== Text block ==
########################################

OK, if we are going to have Mitchell 300 stories....

when I was maybe 12 or so, I had a long, fiberglass flyrod. Heavy and whippy. I broke the last foot or so off in a car door. I changed the eyes out and had my first serious spinning rod.

Powered by a Mitchell 300! 

I caught a ton of small baitfish with it, fishing off of the Boynton Beach Jetty on the East Coast of Florida. My aunt had a house there, and my parents sent me away for a couple of summers.
richg99


----------



## gnappi

*Did you know this???*

Waayyy back in the early 60's the Mitchell 300 was the only reel made that came for lefties like myself? IIRC it was called the 301. Those pesky bail springs had to be made custom for me, THANKS Dad! (RIP)


----------



## LDUBS

I wonder if the new Mitchell 300's are any good? Last time I looked at one in a BPS they were in the $50 range.


----------



## onthewater102

As far as rods go I got into building them for myself. The component parts aren't terribly expensive, and you can choose where you cut corners to save on costs so that you're cutting cosmetics and not performance. 

The tooling is quite simple, you can make a hand wrapping stand for yourself out of some scrap wood as I did for very little $$$ and come up with a stand for a drying motor - all in I probably have <$30 into the cost of tooling including the drying rack motor. It's really cool the first time you use one you've made and see how it feels compared to your setups prior.


----------



## SeaFaring

I just picked up a new Shimano NASCI 3000 for $99.

########################################

== Entries shown ==
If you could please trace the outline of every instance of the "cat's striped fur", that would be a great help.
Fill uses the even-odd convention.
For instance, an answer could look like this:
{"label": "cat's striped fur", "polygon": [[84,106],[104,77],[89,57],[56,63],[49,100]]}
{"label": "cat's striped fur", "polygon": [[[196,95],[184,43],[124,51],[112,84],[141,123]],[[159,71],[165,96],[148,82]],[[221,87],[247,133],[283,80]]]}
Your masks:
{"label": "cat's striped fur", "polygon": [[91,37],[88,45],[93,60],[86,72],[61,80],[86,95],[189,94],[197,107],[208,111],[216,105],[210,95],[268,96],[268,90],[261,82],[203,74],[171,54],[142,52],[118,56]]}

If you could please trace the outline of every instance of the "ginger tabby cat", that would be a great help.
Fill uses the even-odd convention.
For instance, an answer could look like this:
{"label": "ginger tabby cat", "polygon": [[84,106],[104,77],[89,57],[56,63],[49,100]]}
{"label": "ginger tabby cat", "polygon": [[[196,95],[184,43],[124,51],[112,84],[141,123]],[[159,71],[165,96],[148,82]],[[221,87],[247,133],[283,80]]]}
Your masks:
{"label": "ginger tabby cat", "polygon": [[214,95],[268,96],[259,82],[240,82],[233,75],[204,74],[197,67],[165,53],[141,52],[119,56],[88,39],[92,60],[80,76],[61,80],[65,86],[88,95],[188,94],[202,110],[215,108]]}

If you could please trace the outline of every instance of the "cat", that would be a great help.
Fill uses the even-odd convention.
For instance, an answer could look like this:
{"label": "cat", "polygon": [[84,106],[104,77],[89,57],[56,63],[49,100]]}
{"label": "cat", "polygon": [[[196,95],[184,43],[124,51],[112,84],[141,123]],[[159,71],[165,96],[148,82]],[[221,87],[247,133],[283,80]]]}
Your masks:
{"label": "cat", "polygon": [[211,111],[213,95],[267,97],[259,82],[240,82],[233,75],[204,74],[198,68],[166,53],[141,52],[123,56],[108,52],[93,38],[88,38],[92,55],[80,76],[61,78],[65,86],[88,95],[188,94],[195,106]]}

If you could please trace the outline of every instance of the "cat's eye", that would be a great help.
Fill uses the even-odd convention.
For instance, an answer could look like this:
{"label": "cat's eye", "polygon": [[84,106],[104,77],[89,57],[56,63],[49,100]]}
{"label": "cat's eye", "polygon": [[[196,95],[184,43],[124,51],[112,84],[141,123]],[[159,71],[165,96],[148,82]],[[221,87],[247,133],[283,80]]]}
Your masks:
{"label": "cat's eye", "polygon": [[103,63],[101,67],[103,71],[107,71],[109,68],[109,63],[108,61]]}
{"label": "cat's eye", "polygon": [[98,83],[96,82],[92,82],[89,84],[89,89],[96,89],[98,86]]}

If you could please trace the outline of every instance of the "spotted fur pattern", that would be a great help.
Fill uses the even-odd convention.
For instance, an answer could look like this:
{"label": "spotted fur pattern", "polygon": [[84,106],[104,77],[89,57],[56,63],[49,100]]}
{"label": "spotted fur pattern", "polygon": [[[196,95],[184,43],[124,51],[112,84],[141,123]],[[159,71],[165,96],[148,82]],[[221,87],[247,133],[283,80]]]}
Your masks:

########################################

== What you need to do ==
1 – Which lines of the entries contain the word "would", with case counting? List each such line, copied in full.
2 – Can you pick up the fishing reel thread after its last sentence and carry it on?
The fishing reel thread and the entries are unrelated pieces of material.

== Answer list ==
1 –
If you could please trace the outline of every instance of the "cat's striped fur", that would be a great help.
If you could please trace the outline of every instance of the "ginger tabby cat", that would be a great help.
If you could please trace the outline of every instance of the "cat", that would be a great help.
If you could please trace the outline of every instance of the "cat's eye", that would be a great help.
If you could please trace the outline of every instance of the "spotted fur pattern", that would be a great help.

2 –
The way I justified spending that much was that the reel has 20lbs of drag in 3000 size - most reels that small have 10-15 lbs of drag. This makes it a more versatile inshore reel. One of my primary use cases is vertical jigging, so the light weight of a small reel with a composite frame was desirable. 

I find the main advantage of higher end reels is better drags, and in the case of baitcasters, better cast control and bearings. 

That said, I’m super happy with my $29 Pflueger Trion micro underspin. With 4-6 lb mono, you don’t need big drag, and what there is is pretty smooth.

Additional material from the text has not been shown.